Dataset rows:

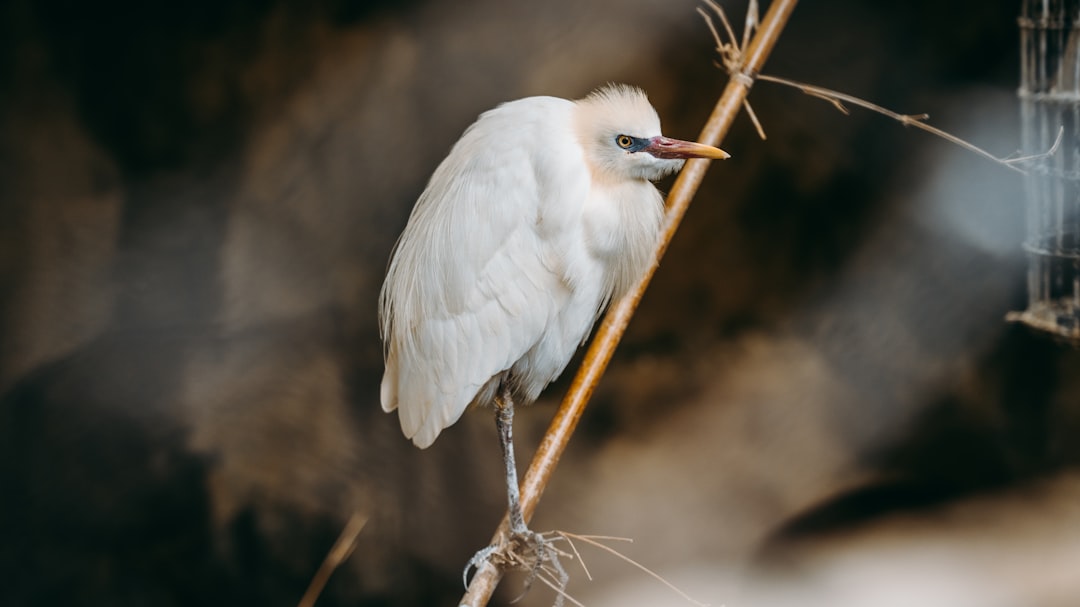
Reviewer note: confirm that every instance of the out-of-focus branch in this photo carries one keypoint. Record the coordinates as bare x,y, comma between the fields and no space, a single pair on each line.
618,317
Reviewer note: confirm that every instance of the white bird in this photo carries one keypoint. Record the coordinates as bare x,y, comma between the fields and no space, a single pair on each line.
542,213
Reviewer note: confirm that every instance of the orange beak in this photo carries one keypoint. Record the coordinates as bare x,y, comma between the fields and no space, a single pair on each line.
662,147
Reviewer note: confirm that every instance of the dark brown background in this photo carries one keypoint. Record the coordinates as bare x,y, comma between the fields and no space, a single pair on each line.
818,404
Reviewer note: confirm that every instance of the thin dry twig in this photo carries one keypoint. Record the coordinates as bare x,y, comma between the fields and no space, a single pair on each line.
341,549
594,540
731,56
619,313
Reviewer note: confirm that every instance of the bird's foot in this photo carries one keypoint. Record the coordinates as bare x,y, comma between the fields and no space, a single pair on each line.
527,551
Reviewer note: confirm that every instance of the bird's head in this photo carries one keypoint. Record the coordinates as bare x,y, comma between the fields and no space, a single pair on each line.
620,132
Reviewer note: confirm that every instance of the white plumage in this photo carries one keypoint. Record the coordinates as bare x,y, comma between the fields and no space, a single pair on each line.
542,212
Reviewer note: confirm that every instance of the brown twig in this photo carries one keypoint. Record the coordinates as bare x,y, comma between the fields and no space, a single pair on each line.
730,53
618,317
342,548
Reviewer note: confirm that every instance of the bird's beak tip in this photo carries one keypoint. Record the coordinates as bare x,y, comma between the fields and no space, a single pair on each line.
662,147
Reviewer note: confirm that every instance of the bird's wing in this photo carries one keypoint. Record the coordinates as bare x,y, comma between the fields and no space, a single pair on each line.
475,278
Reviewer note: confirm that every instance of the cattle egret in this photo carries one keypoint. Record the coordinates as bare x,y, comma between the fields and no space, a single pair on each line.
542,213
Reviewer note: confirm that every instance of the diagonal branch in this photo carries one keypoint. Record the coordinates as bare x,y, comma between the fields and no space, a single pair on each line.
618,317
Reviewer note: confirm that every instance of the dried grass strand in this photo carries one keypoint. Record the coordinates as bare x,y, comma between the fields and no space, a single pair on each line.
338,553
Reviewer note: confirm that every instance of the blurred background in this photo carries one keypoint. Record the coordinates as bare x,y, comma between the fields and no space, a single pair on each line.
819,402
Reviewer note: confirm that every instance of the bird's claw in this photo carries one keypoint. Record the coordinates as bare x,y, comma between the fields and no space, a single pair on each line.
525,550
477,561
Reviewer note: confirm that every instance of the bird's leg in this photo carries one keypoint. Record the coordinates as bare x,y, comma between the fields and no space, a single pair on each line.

Exercise:
Recast the records above as a numbered list with one item per line. Skip blank lines and omit the pictures.

Answer to the task:
1. Reviewer note: confirm that every instance of the out-of-focus branch in this photo carries one keypoint. Record the coordinates as bare x,y, comma between the fields and no space, a single pair on each line.
2. 618,317
3. Reviewer note: confirm that every instance of the white bird in this photo carries one keypoint. Record the coordinates as bare x,y, comma between the fields and no space, a single pair on each line.
4. 542,213
5. Reviewer note: confirm that every instance of the orange beak in this photo carries one keypoint. Record the coordinates as bare x,y, comma between the fields and no space, a single pair on each line.
6. 662,147
7. Reviewer note: confirm that every instance of the dark brown background in this photo carries one keypoint. Record the coordinates as bare x,y, comma between the fields and no space, a single pair on each line.
8. 818,404
9. Reviewer note: confirm that every instance of the thin dry twig in this photo carries one keypoint. Record the coordinates as bare x,y, comma between the fields and no space, a single pair on each line.
10. 341,549
11. 594,540
12. 731,56
13. 619,313
14. Reviewer note: confirm that every instance of the bird's foot in this photo carries one keypoint. Record the coordinates as bare x,y, comma between the fields and no space, a single pair on each line.
15. 527,551
16. Reviewer note: confirm that every instance of the bird's head in this photo carries one keypoint. Record the coordinates as bare x,y, comma between the fields and no space, a single pair on each line.
17. 620,132
18. Reviewer note: confirm that every instance of the white plumage in this photo carries one keypoint. Record the coordinates as bare x,y, comma between the fields and no space, a single pair on each line.
19. 542,212
20. Reviewer note: confirm that every instance of the brown twig in this photo carries one keypoint. Record the coordinates as bare x,y, comma between the fields and no space, a single pair on each line.
21. 730,53
22. 618,317
23. 342,548
24. Reviewer note: confirm that every instance of the bird's beak tip in this photo carries one keypoint. Record the coordinates as bare x,y, comma between the fields and no space, a single pair on each line.
25. 662,147
26. Reviewer note: confirm that every instance of the bird's wing in this photo carries one keypoint. Record the coordinates as bare x,y, comma between the fields and no space, a single pair on each line.
27. 475,278
28. Reviewer note: confirm that every instance of the cattle egret in this photo carries one keypoint. Record the coordinates as bare x,y, comma between the fields and no space, a single pair on each line.
29. 542,213
30. Reviewer note: confirm that every instance of the diagonal branch in this photo carries one keypoint. Record the coordinates as bare x,y, comma between the fields and no space, a single pair on each line.
31. 618,317
32. Reviewer note: confirm that every instance of the dried grass strand in this photo carries one keypoint. Record the coordinates as bare x,y, comma between the fields and no space, a single pair on each line.
33. 338,553
34. Reviewer note: confirm that every instance of the blurred background in this photo carries one keypoint. Record the coordinates as bare x,y, comma between the fields and no space, a single pair on each line.
35. 819,402
36. Reviewer note: confirm that every instance of the bird's claw in this photo carries one keypoint. Record the coordinates as bare x,y, comma between the fields and no space, a single pair on each line.
37. 525,550
38. 477,561
39. Reviewer note: confirm that every instance of the bird's leg in this photo carries one keypoint. Record the coordinates as bare x,y, comma between the fields and no space, a single pair on each line.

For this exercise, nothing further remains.